**What this task involves:**
Turn every line of the material below into a numbered list, skipping any blank lines. Leave the picture out of your answer.

**Rows of box annotation data:**
%%
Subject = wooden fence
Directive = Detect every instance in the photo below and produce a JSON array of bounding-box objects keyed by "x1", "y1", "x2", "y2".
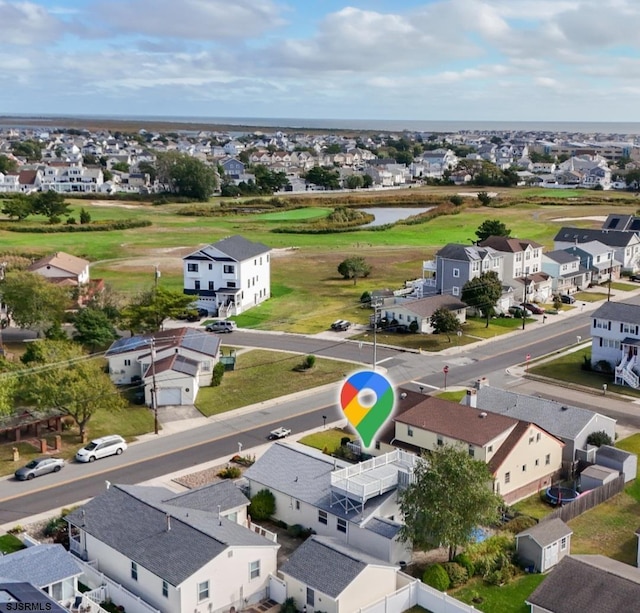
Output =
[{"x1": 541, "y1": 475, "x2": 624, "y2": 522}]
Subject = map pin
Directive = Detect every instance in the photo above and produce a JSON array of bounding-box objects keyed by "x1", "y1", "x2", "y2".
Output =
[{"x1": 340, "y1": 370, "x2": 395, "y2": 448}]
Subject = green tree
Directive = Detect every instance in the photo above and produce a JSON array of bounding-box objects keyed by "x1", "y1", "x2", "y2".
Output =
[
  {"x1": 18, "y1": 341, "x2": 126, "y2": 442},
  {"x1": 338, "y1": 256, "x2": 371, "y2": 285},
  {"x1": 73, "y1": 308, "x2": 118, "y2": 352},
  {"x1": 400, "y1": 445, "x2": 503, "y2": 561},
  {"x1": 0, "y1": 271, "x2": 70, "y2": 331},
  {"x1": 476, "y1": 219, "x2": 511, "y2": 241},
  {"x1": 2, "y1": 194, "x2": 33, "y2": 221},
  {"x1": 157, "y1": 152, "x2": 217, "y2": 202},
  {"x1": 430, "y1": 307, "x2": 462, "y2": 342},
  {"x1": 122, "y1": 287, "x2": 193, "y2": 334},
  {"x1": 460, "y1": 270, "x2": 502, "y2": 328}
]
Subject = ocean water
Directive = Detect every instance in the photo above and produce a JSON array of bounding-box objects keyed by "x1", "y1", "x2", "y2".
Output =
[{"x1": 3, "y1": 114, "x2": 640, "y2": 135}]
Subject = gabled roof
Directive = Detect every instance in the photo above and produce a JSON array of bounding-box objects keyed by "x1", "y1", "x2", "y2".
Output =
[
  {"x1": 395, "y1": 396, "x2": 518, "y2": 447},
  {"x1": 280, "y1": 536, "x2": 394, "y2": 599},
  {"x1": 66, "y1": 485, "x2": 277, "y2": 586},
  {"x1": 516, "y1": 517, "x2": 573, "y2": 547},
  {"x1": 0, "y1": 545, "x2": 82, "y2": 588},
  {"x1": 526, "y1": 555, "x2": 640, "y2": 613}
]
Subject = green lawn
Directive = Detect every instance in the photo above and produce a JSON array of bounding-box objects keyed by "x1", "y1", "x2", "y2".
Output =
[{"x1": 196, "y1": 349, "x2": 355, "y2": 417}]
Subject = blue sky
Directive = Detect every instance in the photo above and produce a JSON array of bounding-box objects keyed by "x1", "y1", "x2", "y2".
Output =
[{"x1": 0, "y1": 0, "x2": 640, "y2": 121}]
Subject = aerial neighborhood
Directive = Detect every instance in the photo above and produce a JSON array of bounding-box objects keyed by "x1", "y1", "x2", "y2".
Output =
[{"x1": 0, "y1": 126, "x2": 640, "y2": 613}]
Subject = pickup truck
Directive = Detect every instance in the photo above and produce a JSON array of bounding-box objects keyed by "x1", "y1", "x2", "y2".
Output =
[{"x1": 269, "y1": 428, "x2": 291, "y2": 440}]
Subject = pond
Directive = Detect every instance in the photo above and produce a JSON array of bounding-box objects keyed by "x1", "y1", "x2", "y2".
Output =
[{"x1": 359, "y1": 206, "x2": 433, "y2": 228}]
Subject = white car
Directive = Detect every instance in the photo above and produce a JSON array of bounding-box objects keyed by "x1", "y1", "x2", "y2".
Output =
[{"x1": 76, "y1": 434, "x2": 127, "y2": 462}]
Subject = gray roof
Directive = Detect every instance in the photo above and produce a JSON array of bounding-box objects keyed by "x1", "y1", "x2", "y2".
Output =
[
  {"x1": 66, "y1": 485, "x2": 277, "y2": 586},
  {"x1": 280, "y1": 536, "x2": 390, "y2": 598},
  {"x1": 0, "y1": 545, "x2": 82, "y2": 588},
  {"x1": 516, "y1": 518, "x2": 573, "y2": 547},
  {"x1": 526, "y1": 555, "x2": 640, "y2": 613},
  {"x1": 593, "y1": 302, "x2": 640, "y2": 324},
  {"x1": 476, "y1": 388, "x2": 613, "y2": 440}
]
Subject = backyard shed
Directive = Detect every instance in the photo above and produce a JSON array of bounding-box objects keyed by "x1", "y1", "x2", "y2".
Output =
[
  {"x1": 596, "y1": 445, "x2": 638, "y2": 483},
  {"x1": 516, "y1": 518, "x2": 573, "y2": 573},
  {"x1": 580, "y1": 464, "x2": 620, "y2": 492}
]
%%
**Exercise answer:**
1. Subject = wooden fence
2. Directive = Detect every instance in the photo below and produce a JSON array of bounding-box objects keyed by "x1", "y1", "x2", "y2".
3. Output =
4. [{"x1": 541, "y1": 475, "x2": 624, "y2": 522}]
5. Subject = map pin
6. Directive = Detect every instance in the photo above and produce a JSON array of bounding-box objects keyed by "x1", "y1", "x2", "y2".
7. Output =
8. [{"x1": 340, "y1": 370, "x2": 395, "y2": 448}]
9. Subject = green tree
10. Directive = Detect every instance in the photo above and produce a JSON array of bounding-box objects keyed by "x1", "y1", "x2", "y2".
11. Output =
12. [
13.   {"x1": 18, "y1": 341, "x2": 126, "y2": 442},
14.   {"x1": 338, "y1": 256, "x2": 371, "y2": 285},
15.   {"x1": 73, "y1": 308, "x2": 118, "y2": 352},
16.   {"x1": 400, "y1": 445, "x2": 503, "y2": 561},
17.   {"x1": 0, "y1": 271, "x2": 70, "y2": 331},
18.   {"x1": 476, "y1": 219, "x2": 511, "y2": 241},
19.   {"x1": 2, "y1": 194, "x2": 33, "y2": 221},
20.   {"x1": 157, "y1": 152, "x2": 217, "y2": 202},
21.   {"x1": 430, "y1": 307, "x2": 462, "y2": 342},
22.   {"x1": 122, "y1": 287, "x2": 193, "y2": 334},
23.   {"x1": 460, "y1": 270, "x2": 502, "y2": 328}
24. ]
25. Subject = ocean water
26. Directive = Detect every instance in the photo above and produce a JSON array of bounding-box objects keyed by "x1", "y1", "x2", "y2".
27. Output =
28. [{"x1": 3, "y1": 114, "x2": 640, "y2": 135}]
29. Subject = gabled roof
30. Directive = Detect every instance in the photo above and produce a JSON array of bounding-box objects keyed by "x1", "y1", "x2", "y2".
31. Output =
32. [
33.   {"x1": 395, "y1": 396, "x2": 518, "y2": 447},
34.   {"x1": 280, "y1": 536, "x2": 394, "y2": 599},
35.   {"x1": 66, "y1": 485, "x2": 277, "y2": 586},
36.   {"x1": 516, "y1": 517, "x2": 573, "y2": 547},
37.   {"x1": 0, "y1": 545, "x2": 82, "y2": 588},
38.   {"x1": 526, "y1": 555, "x2": 640, "y2": 613}
39. ]
40. Subject = green lawn
41. Directive = Detect every instance in the photo above and produce a JSON array of bounding-box objects keyed by "x1", "y1", "x2", "y2".
42. Output =
43. [{"x1": 196, "y1": 349, "x2": 355, "y2": 417}]
44. Subject = blue sky
45. Directive = Detect every instance in the photo above and produce a JSON array of bounding-box objects keyed by "x1", "y1", "x2", "y2".
46. Output =
47. [{"x1": 0, "y1": 0, "x2": 640, "y2": 121}]
48. Subject = aerial neighborhood
49. Directive = Detect every instance in the photo above and produce a JSON array of bounding-box objects keyed by "x1", "y1", "x2", "y2".
50. Output =
51. [{"x1": 0, "y1": 126, "x2": 640, "y2": 613}]
52. Subject = pickup truck
53. Directive = Detect every instance in the photo above and produce a JSON array of bounding-box objects keyed by "x1", "y1", "x2", "y2".
54. Output =
55. [{"x1": 269, "y1": 428, "x2": 291, "y2": 440}]
56. Subject = pond
57. Directive = Detect every instance in the photo above and produce a JSON array of bounding-box objects keyed by "x1", "y1", "x2", "y2".
58. Output =
59. [{"x1": 359, "y1": 206, "x2": 433, "y2": 228}]
60. Subject = white car
61. Directive = Detect every instance in the photo above and produce a JSON array of bounding-box objects keyed by "x1", "y1", "x2", "y2".
62. Output =
63. [{"x1": 76, "y1": 434, "x2": 127, "y2": 462}]
64. Subject = gray roof
65. Directive = Detect every instance in the photo above and produce a JSON array of bounding-box objects keyed by "x1", "y1", "x2", "y2".
66. Output =
67. [
68.   {"x1": 66, "y1": 485, "x2": 277, "y2": 586},
69.   {"x1": 280, "y1": 536, "x2": 390, "y2": 598},
70.   {"x1": 0, "y1": 545, "x2": 82, "y2": 588},
71.   {"x1": 516, "y1": 518, "x2": 573, "y2": 547},
72.   {"x1": 526, "y1": 555, "x2": 640, "y2": 613},
73.   {"x1": 593, "y1": 302, "x2": 640, "y2": 324},
74.   {"x1": 476, "y1": 388, "x2": 613, "y2": 440}
75. ]
76. Subject = backyard shed
77. Directive = Detect every instance in the photo above and produce a JSON array of bounding-box objects keyed by "x1", "y1", "x2", "y2".
78. Output =
79. [
80.   {"x1": 596, "y1": 445, "x2": 638, "y2": 483},
81.   {"x1": 516, "y1": 518, "x2": 573, "y2": 573},
82.   {"x1": 580, "y1": 464, "x2": 620, "y2": 492}
83. ]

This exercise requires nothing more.